_Set of tasks_.
A. Answer these questions from the comment thread on marriage below.
(i) In the opening paragraph, which couples are said to have "far fewer health issues"?
(ii) According to cl, what was Crude's response about divorcee marriage?
(iii) What does Crude plan to do over the next two weeks?
B. State whether each statement agrees with the comment thread on marriage below. For each, answer yes or no and quote the words from the comment thread that decide it.
(i) The opening paragraph calls sodomy a virtual necessary result of heterosexual union.
(ii) cl says the quoted passage from Victor matches cl's own views.
(iii) Crude says there are no reasons Christians are not up in arms over divorcee marriage.

_Text passage_.

++++

While heterosexual couples can practice sodomy, it is not a virtual necessary result of the union. True, we could still allow marriages between lesbians, who have far fewer health issues, but I doubt this would be acceptable for the homosexual rights activists.

cl said...

Victor,

"So, either the state is wrong and needs to tighten the requirements for marriage license to fit with the covenants God has laid down, or else the Church has to face the fact that the government may be justified in accepting as marriages relationships rooted in sin, for its own reasons, appealing to the separation of church and state. If you do that for heterosexual marriages that are rooted in sin, then even if you maintain that homosexuality is sinful, you can't infer directly from scriptural injunctions against homosexuality to the unacceptability of gay marriage."

EXACTLY. Thank you so much for making this point. This represents my views to a tee. I tried getting Crude to understand this point in the discussion at my place, but I'm not sure whether it came through. To me, that Christians aren't equally up-in-arms about "divorcee marriage" is cause for concern.

Although, Crude's response was along the lines that divorcee marriage isn't front and center in the culture wars, and I think that has some merit. Still, the disproportionate Christian attention given to gay marriage suggests to me that there is a strong undercurrent of bigotry and judgment going on here.

Crude said...

Over the next two weeks, I plan to augment WK's list - I think it can be dramatically improved.

cl,

EXACTLY. Thank you so much for making this point. This represents my views to a tee. I tried getting Crude to understand this point in the discussion at my place, but I'm not sure whether it came through. To me, that Christians aren't equally up-in-arms about "divorcee marriage" is cause for concern.

There are reasons they're not up in arms over that right now.

++++

_Data supplied_.
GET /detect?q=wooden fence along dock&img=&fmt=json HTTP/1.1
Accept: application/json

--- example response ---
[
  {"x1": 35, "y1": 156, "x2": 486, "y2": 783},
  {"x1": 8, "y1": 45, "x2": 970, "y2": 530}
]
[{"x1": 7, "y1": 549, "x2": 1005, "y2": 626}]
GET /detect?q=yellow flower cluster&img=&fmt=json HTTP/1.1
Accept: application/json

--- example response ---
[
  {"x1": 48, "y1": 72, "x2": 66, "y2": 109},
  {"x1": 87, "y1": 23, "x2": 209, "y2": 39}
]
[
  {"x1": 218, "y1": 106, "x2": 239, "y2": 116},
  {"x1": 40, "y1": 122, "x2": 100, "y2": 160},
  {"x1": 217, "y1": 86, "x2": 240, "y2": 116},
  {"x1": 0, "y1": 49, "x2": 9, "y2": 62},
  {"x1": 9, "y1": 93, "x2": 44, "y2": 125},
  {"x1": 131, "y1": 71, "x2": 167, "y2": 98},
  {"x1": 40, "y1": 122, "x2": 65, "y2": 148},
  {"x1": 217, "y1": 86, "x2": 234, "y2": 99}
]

++++

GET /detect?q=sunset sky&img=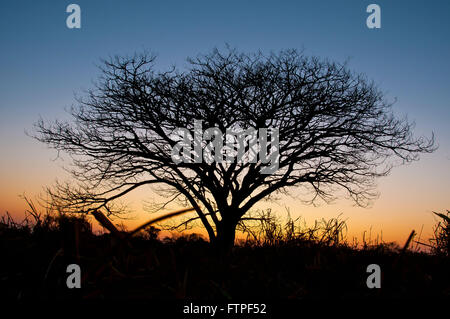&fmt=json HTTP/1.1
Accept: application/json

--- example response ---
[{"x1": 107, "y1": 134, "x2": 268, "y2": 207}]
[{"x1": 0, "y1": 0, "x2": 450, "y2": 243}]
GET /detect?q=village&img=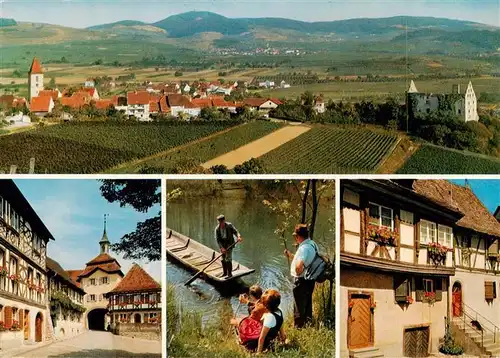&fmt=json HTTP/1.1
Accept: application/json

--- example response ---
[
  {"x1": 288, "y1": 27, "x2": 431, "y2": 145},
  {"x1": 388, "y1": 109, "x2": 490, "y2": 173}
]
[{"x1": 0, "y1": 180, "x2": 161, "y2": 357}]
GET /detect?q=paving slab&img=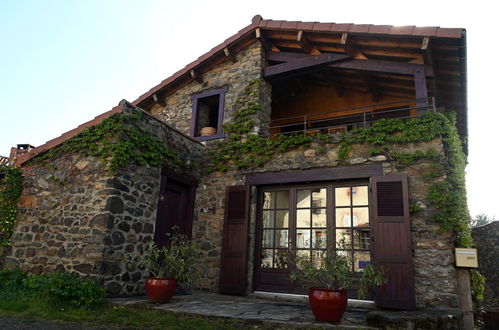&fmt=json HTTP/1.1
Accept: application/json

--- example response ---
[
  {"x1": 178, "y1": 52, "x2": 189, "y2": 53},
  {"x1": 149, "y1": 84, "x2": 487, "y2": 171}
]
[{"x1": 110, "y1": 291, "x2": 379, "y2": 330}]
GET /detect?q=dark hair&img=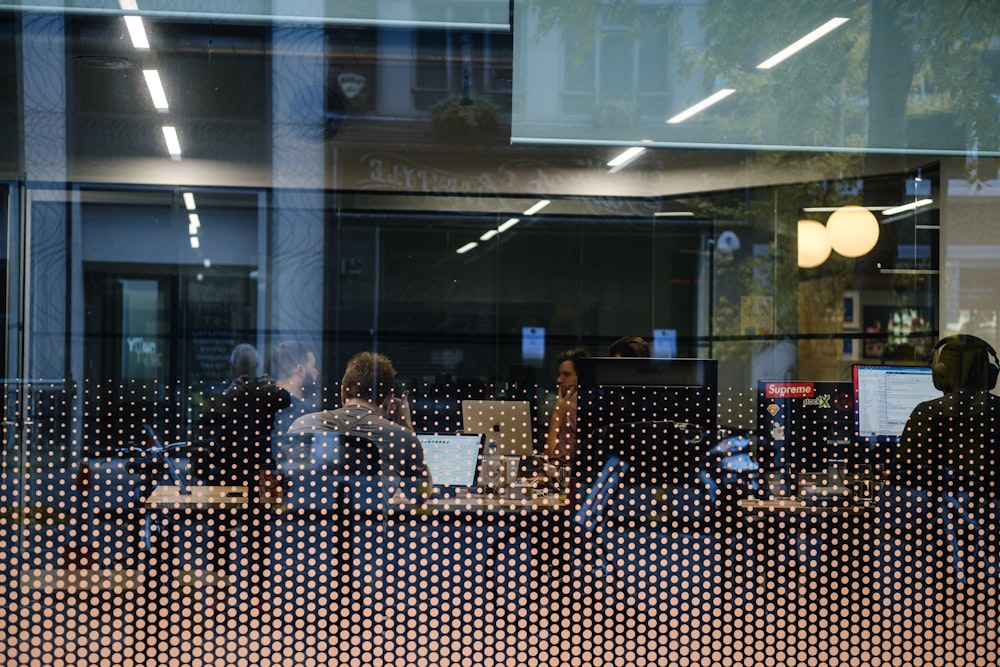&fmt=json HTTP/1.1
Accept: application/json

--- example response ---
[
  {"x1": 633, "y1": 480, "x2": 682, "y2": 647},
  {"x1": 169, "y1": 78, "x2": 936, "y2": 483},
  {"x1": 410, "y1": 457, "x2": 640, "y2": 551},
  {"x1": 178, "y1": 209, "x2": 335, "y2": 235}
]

++++

_Worked answers_.
A.
(i) Lesbians.
(ii) Crude responded that divorcee marriage isn't front and center in the culture wars.
(iii) Augment WK's list.

B.
(i) No: "it is not a virtual necessary result of the union."
(ii) Yes: "This represents my views to a tee."
(iii) No: "There are reasons they're not up in arms over that right now."